▸ **Description of the task**:
Return every line of the listing below word for word, with nothing changed or left out.

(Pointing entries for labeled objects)
╭──
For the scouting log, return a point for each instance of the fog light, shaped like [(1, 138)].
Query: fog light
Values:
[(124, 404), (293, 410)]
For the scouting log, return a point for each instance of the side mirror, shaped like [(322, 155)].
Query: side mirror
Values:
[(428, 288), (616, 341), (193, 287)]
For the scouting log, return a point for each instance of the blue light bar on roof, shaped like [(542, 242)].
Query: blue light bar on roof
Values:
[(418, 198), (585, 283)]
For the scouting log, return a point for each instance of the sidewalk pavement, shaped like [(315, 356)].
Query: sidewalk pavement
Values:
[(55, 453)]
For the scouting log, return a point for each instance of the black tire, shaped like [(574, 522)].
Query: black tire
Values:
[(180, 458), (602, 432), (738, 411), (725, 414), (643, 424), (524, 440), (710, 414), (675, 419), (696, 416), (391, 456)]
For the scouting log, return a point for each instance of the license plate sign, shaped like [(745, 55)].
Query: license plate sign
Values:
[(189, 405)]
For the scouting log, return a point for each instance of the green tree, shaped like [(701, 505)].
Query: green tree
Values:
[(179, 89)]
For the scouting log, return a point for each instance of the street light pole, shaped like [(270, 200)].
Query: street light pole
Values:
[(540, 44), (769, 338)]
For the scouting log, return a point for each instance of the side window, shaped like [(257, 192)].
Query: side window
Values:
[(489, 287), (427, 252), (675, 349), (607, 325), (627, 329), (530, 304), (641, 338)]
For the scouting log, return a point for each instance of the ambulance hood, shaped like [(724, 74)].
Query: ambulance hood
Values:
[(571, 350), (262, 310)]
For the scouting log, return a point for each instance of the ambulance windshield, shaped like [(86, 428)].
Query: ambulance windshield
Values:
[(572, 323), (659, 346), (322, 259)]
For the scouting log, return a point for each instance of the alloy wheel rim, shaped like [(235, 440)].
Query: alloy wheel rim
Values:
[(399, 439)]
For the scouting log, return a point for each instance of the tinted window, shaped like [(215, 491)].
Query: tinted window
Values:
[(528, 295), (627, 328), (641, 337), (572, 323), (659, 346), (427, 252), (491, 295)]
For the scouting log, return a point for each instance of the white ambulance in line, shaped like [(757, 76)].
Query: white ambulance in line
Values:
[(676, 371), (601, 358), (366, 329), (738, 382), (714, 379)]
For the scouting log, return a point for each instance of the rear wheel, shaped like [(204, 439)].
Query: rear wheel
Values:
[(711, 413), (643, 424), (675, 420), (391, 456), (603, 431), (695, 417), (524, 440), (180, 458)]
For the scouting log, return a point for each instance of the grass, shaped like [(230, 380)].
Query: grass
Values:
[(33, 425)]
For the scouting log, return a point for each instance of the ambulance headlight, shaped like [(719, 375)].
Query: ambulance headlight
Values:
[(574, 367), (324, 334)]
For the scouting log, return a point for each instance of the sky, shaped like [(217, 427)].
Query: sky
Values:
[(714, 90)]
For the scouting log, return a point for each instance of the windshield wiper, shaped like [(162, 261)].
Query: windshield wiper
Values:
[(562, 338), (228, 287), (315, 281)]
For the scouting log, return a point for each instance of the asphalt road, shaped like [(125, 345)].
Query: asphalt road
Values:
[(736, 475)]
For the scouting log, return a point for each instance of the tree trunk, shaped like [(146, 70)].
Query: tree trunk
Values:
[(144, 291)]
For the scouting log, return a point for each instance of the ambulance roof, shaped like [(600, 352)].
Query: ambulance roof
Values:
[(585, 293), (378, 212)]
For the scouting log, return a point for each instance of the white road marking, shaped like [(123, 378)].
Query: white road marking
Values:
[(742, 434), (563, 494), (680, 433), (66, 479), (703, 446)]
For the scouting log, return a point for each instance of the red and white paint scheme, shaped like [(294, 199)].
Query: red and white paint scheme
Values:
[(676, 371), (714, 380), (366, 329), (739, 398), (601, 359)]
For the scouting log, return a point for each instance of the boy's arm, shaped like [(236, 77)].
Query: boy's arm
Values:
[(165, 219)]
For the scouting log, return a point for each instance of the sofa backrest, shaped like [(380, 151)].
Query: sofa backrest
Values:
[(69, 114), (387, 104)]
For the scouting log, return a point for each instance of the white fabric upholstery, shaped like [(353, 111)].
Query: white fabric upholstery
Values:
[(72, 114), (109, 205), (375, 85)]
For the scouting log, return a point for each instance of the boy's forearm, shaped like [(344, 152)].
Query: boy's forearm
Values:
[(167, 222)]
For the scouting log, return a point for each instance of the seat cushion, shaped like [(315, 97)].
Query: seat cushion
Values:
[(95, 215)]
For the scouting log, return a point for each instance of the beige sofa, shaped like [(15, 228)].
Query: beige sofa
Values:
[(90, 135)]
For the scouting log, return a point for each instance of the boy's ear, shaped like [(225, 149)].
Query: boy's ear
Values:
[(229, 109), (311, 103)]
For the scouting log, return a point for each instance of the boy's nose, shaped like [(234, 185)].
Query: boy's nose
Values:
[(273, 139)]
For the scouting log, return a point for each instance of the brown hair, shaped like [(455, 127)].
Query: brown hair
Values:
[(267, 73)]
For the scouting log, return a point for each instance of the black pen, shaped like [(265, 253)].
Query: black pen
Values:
╰──
▸ **The result**:
For the scouting log, return a point for each instance of the fog light, shaped like [(1, 138)].
Query: fog light
Values:
[(124, 404), (293, 410)]
For the scouting log, return a point for each instance of the side mirror, shaped like [(322, 155)].
Query: side mirror
Values:
[(428, 288), (616, 341), (193, 287)]
For the scouting log, return a point for each instance of the blue light bar on roof, shaped like [(542, 242)].
Query: blue light bar on roof
Values:
[(418, 198), (585, 283)]
For the scouting log, return a point for each instance of the sidewalk pavement, shaped like [(315, 356)].
Query: sidewalk pavement
Values:
[(55, 453)]
For the scouting log, return a point for each instance of the black tire, shaped like [(574, 522)].
Query: black tire
Values:
[(180, 458), (602, 432), (738, 411), (725, 414), (643, 424), (524, 440), (710, 414), (675, 419), (696, 416), (391, 456)]
For the scouting log, return a point for each instance of the license plate sign, shaped like [(745, 55)].
Query: license plate sign
Values:
[(189, 405)]
For the scouting log, return a point for each instance of the green tree, shaped like [(701, 505)].
Query: green tree
Values:
[(179, 89)]
For the scouting log, return a point for each instance of the street light pole, shaped like [(270, 200)].
Query: street light pole
Values:
[(540, 44), (769, 338)]
For the scouting log, return a point for each instance of the side window, shaped like [(257, 192)].
Query: side window
Values:
[(489, 287), (427, 252), (675, 349), (607, 325), (627, 329), (530, 304), (641, 338)]
For the scouting log, return a point for each instance of the ambulance hood, shaped like [(724, 74)].
Query: ambulance hood
Values:
[(571, 350), (262, 310)]
For the scouting log, return a point for each instance of the ambulance windshield, shaped like [(86, 428)].
Query: ambulance windshield
Values:
[(572, 323), (659, 346), (322, 259)]
For the scouting log, return a point for each instance of the alloy wheel rim, shaped like [(235, 440)].
Query: alloy wheel rim
Values:
[(399, 439)]
For the scouting log, return a point for each instance of the tinted window, shaped like [(215, 491)].
Query: tinted window
Values:
[(528, 295), (627, 328), (641, 337), (572, 323), (659, 346), (427, 252), (491, 295)]
For the scouting log, return a point for each instance of the white ambulance in line, shaped like [(757, 76)].
Query: white ambulance in line
Values:
[(676, 371), (601, 358), (366, 329), (738, 382), (714, 379)]
For the scouting log, return a point for each instance of the rear wheel, shaped like [(204, 439)].
Query: rear wheel
Values:
[(711, 413), (643, 424), (675, 420), (391, 456), (603, 431), (695, 417), (524, 440), (180, 458)]
For the scouting log, return a point for each instance of the grass, shaped like [(230, 380)].
Query: grass
Values:
[(33, 425)]
For the scouting log, return a point for each instance of the ambulance headlight, shaped like [(719, 375)].
Query: ambulance headlight
Values:
[(574, 367), (324, 334)]
For the scouting log, return a point for each instance of the sky, shaped like [(217, 427)].
Query: sky
Values:
[(714, 90)]
For the scouting log, return a point for each instance of the windshield wiper, shaped like [(162, 261)].
Query: windshield wiper
Values:
[(562, 338), (228, 287), (315, 281)]
For the scouting log, return a point for each instance of the asphalt road, shaped like [(125, 345)].
Query: asphalt road
Values:
[(736, 475)]
For the scouting log, return a point for each instance of the tree trunk, shaped like [(146, 70)].
Query: tree trunk
Values:
[(144, 291)]
For the scouting log, return a point for each instance of the ambulance roof, shaped like [(600, 352)].
Query: ambulance roof
Values:
[(585, 293), (378, 212)]
For the scouting log, return a point for each instance of the white road marking, shaped like [(123, 378)].
Query: white road marking
Values:
[(742, 434), (563, 494), (680, 433), (66, 479), (703, 446)]
For the scouting log, return a point for each instance of the red and white paint scheme, shaped like [(294, 199)].
Query: red and white paint scheme
Values:
[(676, 371), (714, 380), (366, 329), (739, 398), (601, 359)]
For the scouting log, return a point for each instance of the boy's arm, shaped like [(236, 77)].
Query: boy's arm
Values:
[(165, 219)]
For the scouting log, return a point for each instance of the sofa backrest, shaped like [(380, 151)].
Query: sofa backrest
Values:
[(69, 114), (387, 104)]
For the scouting log, return a point for each instance of the white fabric upholstery, shaped like [(353, 111)].
Query: white fabric upholstery
Values:
[(72, 114), (109, 205), (375, 85)]
For the scouting log, return a point for each instance of the boy's forearm, shaped like [(344, 152)].
Query: boy's forearm
Values:
[(167, 222)]
For the scouting log, return a point for each instance of the seat cushion, shaped like [(315, 97)].
Query: seat cushion
Values:
[(95, 215)]
For the scouting log, return a point for each instance of the beige sofa, shaped like [(15, 228)].
Query: beige sofa
Values:
[(90, 135)]
For the scouting log, return a point for each instance of the boy's ear, shaped like [(225, 149)].
Query: boy's ear
Values:
[(229, 109), (311, 103)]
For the scouting log, return a point for each instance of the boy's nose, shaped like [(234, 185)].
Query: boy's nose
Values:
[(273, 139)]
For the scouting log, return a point for each instance of the brown hair, shaped like [(455, 127)].
Query: brown hair
Values:
[(267, 73)]
For the scouting log, return a point for each instance of the black pen, shaped like [(265, 253)].
Query: black pen
Values:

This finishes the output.